Task to complete:
Which rows below contain the string "Query"? Select each such row and copy it out in full.

Stored rows:
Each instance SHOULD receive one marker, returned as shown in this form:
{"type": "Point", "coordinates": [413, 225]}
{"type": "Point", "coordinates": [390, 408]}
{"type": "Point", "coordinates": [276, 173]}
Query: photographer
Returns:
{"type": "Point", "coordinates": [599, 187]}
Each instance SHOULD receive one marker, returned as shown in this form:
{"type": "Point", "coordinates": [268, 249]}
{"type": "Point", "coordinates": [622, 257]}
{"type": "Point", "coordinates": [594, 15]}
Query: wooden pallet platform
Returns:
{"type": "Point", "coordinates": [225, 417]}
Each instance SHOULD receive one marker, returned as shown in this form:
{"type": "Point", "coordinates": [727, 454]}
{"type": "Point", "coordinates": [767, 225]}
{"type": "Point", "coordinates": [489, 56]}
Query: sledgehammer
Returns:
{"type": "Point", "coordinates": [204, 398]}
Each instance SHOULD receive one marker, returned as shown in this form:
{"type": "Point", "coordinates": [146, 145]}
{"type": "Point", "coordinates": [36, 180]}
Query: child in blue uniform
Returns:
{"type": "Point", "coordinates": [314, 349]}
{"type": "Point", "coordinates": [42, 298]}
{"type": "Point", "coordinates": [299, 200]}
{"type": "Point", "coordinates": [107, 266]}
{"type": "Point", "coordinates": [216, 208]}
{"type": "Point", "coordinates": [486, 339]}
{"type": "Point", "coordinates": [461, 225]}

...

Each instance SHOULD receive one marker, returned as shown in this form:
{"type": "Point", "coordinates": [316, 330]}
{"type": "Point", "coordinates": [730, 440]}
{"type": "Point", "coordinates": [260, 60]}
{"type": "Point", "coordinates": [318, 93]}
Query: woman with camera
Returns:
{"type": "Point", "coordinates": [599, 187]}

Final result:
Query: photographer
Query: wooden pallet platform
Query: sledgehammer
Query: child in blue uniform
Query: woman with camera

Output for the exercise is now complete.